* [Your goal]:
Give back exactly the lines from the one containing "the white sky" through the end of the records, including both, and no others.

─── Extracted data

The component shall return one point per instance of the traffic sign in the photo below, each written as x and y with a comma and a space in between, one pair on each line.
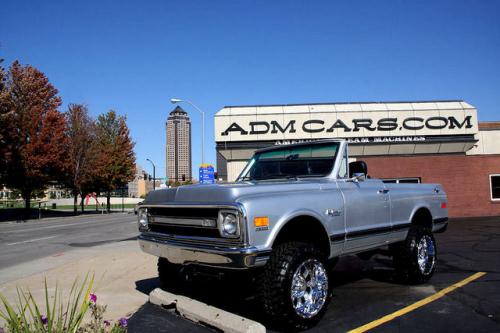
206, 174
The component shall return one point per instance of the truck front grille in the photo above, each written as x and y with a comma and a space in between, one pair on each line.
188, 224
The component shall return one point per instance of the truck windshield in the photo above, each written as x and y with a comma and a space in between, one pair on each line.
315, 160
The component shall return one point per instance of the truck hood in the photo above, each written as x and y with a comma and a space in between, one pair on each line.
228, 192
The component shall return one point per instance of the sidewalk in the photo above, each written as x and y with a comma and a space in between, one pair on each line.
120, 270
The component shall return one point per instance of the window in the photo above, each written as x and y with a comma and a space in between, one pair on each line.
314, 160
343, 166
495, 187
407, 180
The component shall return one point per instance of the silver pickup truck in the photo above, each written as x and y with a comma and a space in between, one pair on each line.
292, 212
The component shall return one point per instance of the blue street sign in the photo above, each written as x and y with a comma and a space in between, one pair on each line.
206, 174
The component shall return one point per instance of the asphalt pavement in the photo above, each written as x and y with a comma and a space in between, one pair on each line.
365, 291
28, 241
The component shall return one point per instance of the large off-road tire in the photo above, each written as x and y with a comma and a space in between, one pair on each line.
415, 258
294, 286
168, 274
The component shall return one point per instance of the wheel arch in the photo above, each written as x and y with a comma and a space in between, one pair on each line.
422, 216
303, 227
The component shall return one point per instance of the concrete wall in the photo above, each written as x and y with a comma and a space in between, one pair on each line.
489, 143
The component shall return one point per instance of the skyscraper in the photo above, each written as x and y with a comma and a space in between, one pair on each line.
178, 145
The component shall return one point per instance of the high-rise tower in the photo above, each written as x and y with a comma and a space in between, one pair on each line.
178, 146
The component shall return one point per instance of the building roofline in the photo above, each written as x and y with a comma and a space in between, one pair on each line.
329, 103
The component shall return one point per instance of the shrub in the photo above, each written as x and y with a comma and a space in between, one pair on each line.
58, 315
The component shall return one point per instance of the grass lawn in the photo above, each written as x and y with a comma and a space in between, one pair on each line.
20, 205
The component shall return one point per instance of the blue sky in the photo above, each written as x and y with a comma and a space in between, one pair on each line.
133, 56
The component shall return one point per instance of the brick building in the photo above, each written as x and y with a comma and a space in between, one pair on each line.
427, 141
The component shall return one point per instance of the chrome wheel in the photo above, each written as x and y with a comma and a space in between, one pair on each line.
309, 288
426, 253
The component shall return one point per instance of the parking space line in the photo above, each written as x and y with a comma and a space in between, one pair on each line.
33, 240
417, 305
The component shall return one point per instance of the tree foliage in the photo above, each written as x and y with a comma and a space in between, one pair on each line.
33, 130
81, 150
115, 164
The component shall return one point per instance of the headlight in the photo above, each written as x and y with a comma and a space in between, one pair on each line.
229, 224
142, 216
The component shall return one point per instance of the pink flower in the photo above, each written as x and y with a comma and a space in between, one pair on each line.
123, 322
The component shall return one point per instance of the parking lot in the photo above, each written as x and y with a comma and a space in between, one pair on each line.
364, 291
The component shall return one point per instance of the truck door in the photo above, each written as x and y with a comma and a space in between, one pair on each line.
366, 213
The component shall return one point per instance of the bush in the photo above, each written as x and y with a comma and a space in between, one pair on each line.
58, 316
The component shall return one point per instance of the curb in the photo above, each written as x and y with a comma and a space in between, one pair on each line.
203, 313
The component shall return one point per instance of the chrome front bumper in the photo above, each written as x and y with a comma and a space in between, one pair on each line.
186, 254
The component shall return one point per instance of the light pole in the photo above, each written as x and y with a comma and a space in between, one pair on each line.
177, 100
154, 173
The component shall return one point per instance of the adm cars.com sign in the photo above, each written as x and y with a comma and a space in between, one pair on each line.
341, 127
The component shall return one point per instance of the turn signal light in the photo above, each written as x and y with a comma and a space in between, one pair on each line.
262, 221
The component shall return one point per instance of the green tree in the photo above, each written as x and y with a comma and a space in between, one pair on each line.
34, 131
81, 151
115, 163
4, 112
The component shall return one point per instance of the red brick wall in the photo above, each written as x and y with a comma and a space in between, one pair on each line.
464, 178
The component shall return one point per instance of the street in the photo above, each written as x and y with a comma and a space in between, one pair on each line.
23, 242
364, 291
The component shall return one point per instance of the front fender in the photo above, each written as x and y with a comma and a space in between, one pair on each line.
290, 216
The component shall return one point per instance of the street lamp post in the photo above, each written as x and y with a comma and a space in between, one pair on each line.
177, 100
154, 173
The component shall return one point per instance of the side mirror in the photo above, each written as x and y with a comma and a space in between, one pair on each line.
356, 177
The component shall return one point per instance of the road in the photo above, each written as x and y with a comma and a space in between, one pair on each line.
365, 291
24, 242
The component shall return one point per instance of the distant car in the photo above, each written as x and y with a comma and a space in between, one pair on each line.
292, 212
136, 207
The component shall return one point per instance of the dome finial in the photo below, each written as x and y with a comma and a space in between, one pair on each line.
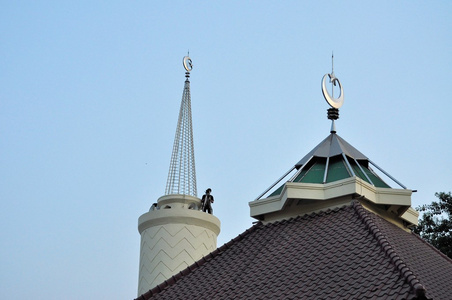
335, 103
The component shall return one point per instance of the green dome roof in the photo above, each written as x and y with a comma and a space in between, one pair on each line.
332, 160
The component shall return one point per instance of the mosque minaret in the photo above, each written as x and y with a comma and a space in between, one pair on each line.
175, 233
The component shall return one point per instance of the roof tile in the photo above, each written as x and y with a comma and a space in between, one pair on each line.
342, 253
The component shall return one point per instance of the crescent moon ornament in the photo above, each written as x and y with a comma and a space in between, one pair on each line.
188, 64
333, 102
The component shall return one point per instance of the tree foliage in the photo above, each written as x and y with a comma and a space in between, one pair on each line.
435, 225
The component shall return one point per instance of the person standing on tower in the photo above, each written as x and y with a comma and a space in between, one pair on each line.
206, 201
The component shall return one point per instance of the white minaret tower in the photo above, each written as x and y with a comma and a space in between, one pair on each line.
175, 233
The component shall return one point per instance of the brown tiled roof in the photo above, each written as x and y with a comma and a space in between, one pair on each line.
346, 253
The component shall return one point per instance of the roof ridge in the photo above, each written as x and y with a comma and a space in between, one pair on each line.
173, 279
386, 246
432, 247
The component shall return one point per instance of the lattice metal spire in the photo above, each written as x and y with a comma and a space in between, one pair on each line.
182, 173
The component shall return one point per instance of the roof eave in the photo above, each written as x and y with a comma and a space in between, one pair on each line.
353, 187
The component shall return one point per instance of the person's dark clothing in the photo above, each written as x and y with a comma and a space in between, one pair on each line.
206, 201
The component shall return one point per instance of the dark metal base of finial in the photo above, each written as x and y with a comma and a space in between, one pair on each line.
333, 113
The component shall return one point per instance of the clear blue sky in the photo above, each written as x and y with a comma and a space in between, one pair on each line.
89, 100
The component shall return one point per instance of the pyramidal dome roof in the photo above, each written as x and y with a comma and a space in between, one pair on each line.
332, 160
332, 174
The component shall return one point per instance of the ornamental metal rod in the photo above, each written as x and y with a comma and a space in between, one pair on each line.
384, 172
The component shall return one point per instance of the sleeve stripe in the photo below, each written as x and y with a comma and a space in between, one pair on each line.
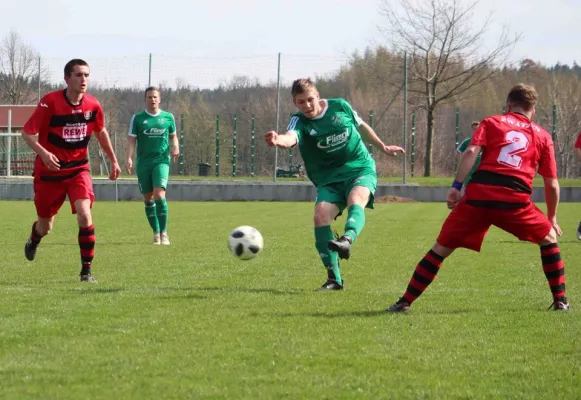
131, 126
292, 123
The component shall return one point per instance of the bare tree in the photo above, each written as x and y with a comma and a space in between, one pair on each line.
446, 55
19, 71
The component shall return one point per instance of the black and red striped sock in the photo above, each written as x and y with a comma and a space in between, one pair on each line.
35, 238
554, 269
87, 246
425, 273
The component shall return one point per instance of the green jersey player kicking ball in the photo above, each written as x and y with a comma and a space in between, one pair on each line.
154, 132
329, 134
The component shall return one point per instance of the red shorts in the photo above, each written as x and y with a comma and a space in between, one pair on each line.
467, 225
50, 196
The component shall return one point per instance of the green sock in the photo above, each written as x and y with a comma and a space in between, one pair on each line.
151, 215
161, 206
329, 258
355, 221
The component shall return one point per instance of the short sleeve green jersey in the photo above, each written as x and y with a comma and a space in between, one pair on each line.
330, 145
152, 133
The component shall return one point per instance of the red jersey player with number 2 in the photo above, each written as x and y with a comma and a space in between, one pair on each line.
498, 194
59, 131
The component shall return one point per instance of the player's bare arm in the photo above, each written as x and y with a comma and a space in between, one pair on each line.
467, 161
105, 143
285, 141
368, 135
49, 159
174, 146
130, 149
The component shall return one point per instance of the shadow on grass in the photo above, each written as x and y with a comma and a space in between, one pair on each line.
94, 290
344, 314
250, 290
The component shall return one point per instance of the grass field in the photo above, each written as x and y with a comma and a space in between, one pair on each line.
190, 321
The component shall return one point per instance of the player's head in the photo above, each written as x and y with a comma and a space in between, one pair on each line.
77, 75
152, 98
306, 97
522, 98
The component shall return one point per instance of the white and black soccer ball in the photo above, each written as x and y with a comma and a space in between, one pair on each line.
245, 242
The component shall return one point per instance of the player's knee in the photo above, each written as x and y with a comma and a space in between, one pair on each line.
549, 239
84, 218
158, 193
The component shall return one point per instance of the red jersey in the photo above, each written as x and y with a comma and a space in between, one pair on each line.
578, 142
513, 149
64, 130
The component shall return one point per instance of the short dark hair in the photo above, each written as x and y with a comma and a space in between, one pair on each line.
522, 95
151, 89
301, 86
70, 66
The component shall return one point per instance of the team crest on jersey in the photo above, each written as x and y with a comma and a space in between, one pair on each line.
336, 120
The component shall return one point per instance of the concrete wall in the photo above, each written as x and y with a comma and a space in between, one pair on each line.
21, 189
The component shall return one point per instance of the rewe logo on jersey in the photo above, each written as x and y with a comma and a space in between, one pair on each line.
154, 132
74, 133
334, 142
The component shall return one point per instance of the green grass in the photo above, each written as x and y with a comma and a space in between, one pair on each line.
190, 321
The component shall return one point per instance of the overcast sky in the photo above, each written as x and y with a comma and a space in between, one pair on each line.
206, 42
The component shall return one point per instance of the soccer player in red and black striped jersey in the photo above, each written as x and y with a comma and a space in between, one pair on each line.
578, 154
59, 131
498, 194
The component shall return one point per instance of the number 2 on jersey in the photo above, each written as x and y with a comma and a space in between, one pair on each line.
518, 143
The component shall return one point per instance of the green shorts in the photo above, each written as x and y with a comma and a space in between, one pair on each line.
150, 176
338, 192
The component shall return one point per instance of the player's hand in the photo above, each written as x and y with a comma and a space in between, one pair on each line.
128, 165
175, 153
271, 138
453, 198
556, 226
115, 170
50, 161
393, 150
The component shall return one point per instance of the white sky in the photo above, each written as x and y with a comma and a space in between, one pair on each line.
206, 42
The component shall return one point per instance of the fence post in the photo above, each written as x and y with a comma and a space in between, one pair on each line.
9, 140
554, 132
371, 125
413, 142
457, 139
234, 147
181, 159
252, 147
217, 166
405, 113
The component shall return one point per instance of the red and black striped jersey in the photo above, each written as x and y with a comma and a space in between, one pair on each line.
514, 149
64, 130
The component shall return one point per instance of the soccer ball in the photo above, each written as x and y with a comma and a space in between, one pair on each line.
245, 242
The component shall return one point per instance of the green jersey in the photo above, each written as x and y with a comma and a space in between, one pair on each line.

──────

* [Solution to this exercise]:
The component shall return one point per instance of the white sky in the photo above, each written as x and y with a comma and a space in between, one pair on each line.
206, 42
The component shall return one point per instance of the fence post in the photo above, each written as x and y with a comma and a space in between, one pair on each line.
9, 140
554, 132
371, 125
413, 142
457, 139
234, 147
181, 159
252, 147
217, 166
405, 113
The component shall return one point per instance of the red and black striped jersey in the photo above, each written as x and y with a comma and a space in between, one pair on each line.
514, 149
64, 130
The component shall return one point per instance of the soccer ball in the photo above, each written as x and y with a comma and a space in between, one pair on each line.
245, 242
The component shall return one point per instance of the green jersey in the photo above, each written as x and y with a comma and a space in between, one pair on each line.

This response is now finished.